_What to do_
Among the entries below, extract exactly the lines that run from the one with "For each instance of the person" through the one with "For each instance of the jeans, place", both ends included.

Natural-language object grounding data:
######
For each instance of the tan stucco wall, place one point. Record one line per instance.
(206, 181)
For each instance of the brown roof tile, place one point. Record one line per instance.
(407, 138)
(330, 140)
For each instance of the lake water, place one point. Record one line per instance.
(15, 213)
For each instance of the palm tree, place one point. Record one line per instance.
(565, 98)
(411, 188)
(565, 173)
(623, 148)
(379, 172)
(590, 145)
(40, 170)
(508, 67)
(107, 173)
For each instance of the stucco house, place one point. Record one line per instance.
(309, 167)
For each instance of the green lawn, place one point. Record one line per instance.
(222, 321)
######
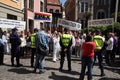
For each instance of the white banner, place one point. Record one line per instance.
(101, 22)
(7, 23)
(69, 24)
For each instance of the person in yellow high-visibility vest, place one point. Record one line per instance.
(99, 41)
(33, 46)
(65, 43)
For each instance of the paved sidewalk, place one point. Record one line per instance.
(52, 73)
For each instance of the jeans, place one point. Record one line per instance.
######
_Response below_
For each instance of the person in yellow high-visibility vest, place one point. Record one line per instance.
(99, 41)
(33, 46)
(65, 43)
For each instance of the paved sidewalk, place one point. Record one line per instance.
(52, 73)
For each instance of the jeans, place one point. Record one line per instance.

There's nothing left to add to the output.